Sunshine laws are regulations requiring public disclosure of government agency meetings and records. Sunshine laws require specific businesses and government agencies to maintain transparency and disclose their activities to the public. The primary objective of these laws is to prevent fraud, corruption, inequality, and to maintain high ethical standards within such businesses and agencies.
Federal sunshine laws were created by the Government in Sunshine Act (also known as the Sunshine Act), passed in 1976, the purpose of which was to promote accountability among agencies in the federal government. Nonetheless, the Sunshine Act also includes ten exceptions, and the act also permits agencies to close particular meetings on an individual basis because of the potential adverse impact that disclosure may have. Such nondisclosures may be permitted where premature disclosure would likely significantly frustrate the implementation of proposed agency action. Meetings may also be closed where another statute requires that they be closed or when the meeting deals with an agency's participation in a civil action.
The Freedom of Information Act is a classic example of a sunshine law. While most of these laws deal with economics or finance, they do extend to other areas as well. The medical sector is also required to comply with sunshine laws, where major corporate players in pharmaceutical companies, and manufacturers are required to disclose certain information which is a part of their regular reporting and operating procedure.

> [Your goal] Extend the passage on sunshine laws with a few sentences that pick up after its last sentence.

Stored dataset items
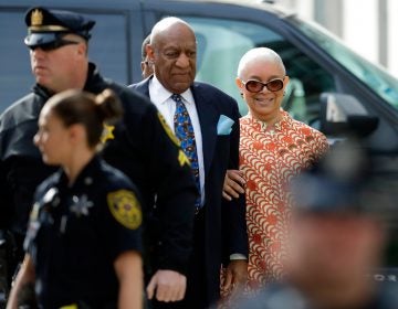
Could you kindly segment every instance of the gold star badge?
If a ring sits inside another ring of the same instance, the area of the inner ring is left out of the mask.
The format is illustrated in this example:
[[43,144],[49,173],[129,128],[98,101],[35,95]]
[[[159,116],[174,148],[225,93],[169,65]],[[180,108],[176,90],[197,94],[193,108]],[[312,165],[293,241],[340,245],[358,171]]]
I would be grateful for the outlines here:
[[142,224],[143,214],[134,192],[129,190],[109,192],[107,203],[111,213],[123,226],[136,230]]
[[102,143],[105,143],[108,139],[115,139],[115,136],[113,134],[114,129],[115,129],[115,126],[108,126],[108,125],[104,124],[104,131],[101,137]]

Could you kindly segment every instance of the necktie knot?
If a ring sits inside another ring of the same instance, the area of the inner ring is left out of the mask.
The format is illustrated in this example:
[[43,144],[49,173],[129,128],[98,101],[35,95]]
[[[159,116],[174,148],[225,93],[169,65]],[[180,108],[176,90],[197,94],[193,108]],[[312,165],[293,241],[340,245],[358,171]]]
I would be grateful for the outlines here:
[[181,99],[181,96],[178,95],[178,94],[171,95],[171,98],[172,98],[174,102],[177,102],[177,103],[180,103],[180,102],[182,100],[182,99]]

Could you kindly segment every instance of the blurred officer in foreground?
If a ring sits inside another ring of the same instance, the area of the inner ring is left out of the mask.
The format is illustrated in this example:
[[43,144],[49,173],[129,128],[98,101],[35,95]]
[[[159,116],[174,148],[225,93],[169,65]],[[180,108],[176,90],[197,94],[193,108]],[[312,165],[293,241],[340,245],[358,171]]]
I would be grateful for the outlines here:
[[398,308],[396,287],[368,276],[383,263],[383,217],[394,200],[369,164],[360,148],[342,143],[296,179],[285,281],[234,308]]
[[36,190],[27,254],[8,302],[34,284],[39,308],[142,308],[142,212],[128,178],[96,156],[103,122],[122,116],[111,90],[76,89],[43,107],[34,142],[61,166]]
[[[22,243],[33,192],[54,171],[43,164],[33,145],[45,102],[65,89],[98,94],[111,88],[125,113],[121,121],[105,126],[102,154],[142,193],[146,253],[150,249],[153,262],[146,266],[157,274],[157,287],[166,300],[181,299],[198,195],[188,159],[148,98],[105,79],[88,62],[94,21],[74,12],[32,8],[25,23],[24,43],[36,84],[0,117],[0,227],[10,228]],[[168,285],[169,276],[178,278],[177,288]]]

* * *

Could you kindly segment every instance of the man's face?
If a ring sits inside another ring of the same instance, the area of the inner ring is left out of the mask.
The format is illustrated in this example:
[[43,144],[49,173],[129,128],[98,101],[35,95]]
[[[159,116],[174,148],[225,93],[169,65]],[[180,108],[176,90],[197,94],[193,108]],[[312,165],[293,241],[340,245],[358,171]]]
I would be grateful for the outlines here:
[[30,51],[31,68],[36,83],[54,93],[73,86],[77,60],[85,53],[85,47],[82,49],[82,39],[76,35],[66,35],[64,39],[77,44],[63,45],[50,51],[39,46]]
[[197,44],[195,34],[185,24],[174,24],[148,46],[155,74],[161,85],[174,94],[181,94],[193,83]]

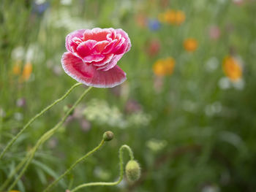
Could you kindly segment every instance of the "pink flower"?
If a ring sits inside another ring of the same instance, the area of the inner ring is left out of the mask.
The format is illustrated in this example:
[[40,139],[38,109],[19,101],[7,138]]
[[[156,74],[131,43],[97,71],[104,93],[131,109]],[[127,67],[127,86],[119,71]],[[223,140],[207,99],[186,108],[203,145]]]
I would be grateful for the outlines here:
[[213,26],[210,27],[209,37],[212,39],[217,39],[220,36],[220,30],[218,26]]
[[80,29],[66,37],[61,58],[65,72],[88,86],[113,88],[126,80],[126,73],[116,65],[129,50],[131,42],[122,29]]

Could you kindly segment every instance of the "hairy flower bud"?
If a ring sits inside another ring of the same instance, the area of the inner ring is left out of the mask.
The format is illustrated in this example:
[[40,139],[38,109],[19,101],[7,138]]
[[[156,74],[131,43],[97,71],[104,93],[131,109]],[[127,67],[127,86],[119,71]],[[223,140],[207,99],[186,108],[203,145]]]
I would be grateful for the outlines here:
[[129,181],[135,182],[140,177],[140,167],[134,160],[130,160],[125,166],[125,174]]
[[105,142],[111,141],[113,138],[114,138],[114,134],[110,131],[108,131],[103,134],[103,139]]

> [Response to the task]
Sunshine laws have been determined to be inapplicable to certain agencies. For example, the District of Columbia had refused to extend disclosure under sunshine laws to meetings of the (ceased entity) National Economic Commission, explaining that the meetings' discussion of economic assumptions, budget options, and fiscal policy would create market speculation that would defeat the purpose of the agency's proposed policies.
In addition to federal agencies, states also have their own sunshine laws that govern state agencies. The reach of states' sunshine laws varies. Florida, for example, boasts particularly broad sunshine laws. The Florida Supreme Court has stated that all government authorities in Florida are subject to the requirements of the state's sunshine laws unless specifically exempted. Furthermore, the state's sunshine laws define agency broadly, and an agency includes any municipal corporation, political subdivision, and authority of any county.